_Source extract_
Palliative care language and definitions
The World Health Organisation (WHO) definition of palliative care outlines:
“Palliative care is an approach that improves the quality of life of patients and their families facing the problems associated with life-threatening illness, through the prevention and relief of suffering by means of early identification and impeccable assessment and treatment of pain and other problems, physical, psychosocial and spiritual.
“Palliative care:
- provides relief from pain and other distressing symptoms;
- affirms life and regards dying as a normal process;
- intends neither to hasten or postpone death;
- integrates the psychological and spiritual aspects of patient care;
- offers a support system to help patients live as actively as possible until death;
- offers a support system to help the family cope during the patients illness and in their own bereavement;
- uses a team approach to address the needs of patients and their families, including bereavement counselling, if indicated;
- will enhance quality of life, and may also positively influence the course of illness;
- is applicable early in the course of illness, in conjunction with other therapies that are intended to prolong life, such as chemotherapy or radiation therapy, and includes those investigations needed to better understand and manage distressing clinical complications”.
The Palliative Care Victoria booklet, ‘Living, dying and grieving well: A guide to palliative care’ describes the role of palliative care and specialist palliative care services.

_Data block_
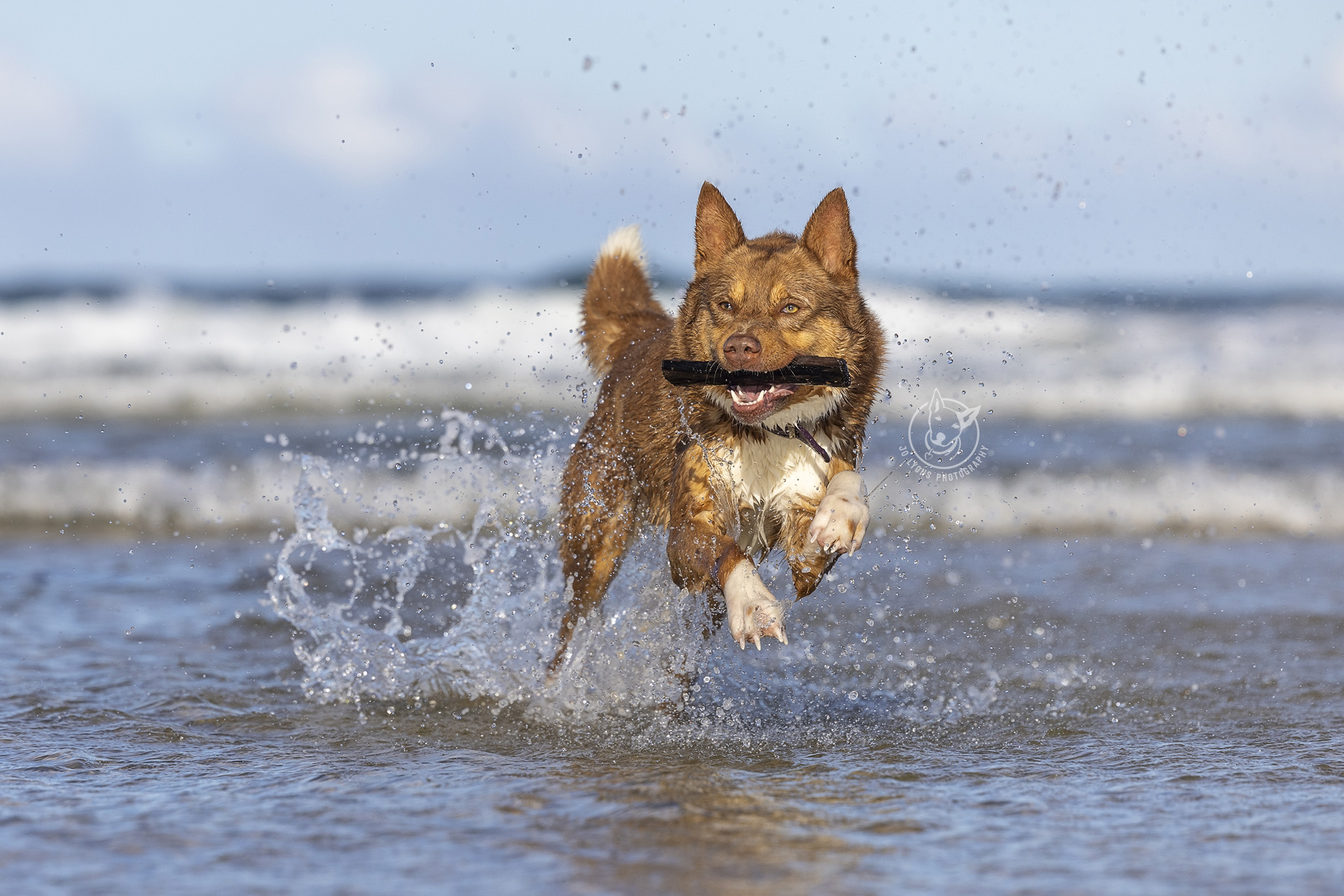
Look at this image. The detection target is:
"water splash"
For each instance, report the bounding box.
[268,411,708,715]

_Questions to answer_
- a) In the text on palliative care definitions, how does the WHO definition say palliative care improves the quality of life of patients and their families?
- b) Write the next part of the text on palliative care language and definitions, continuing after its final sentence.

_Responses in order_
- a) It does so by preventing and relieving suffering. This is done through early identification and impeccable assessment and treatment of pain and other problems, whether physical, psychosocial or spiritual.

- b)
The definitions used in the Victorian Government’s end of life and palliative care framework include:
- End of life care: “the care needed for people who are likely to die in the next 12 months due to progressive, advanced or incurable illness, frailty or old age” (p5).
- Palliative care: “an approach to care that improves the quality of life of people and their families who are facing the problems associated with a progressive illness. It does this by preventing and relieving suffering through early identification and assessment, by treating pain and other physical, psychosocial and spiritual problems and by addressing practical issues” (p5).
- Specialist palliative care: A designated sector “funded to provide care for those with the most complex end of life and palliative care needs” (p5). Also noted is that: “Often the most valuable role palliative care specialists play is supporting other healthcare teams and professionals through consultation, advice and support to provide end of life care to their patients” (p5).
The Palliative Care Outcomes Collaboration (PCOC) is a national program that utilises standardised clinical assessment tools to measure and benchmark patient outcomes in palliative care. The PCOC dataset includes five defined palliative care phases:
- Stable
- Unstable
- Deteriorating
- Terminal
- Bereavement
The phases are a clinically meaningful period in a patient’s condition that is determined by a holistic clinical assessment which considers the needs of the patients and their family and carers.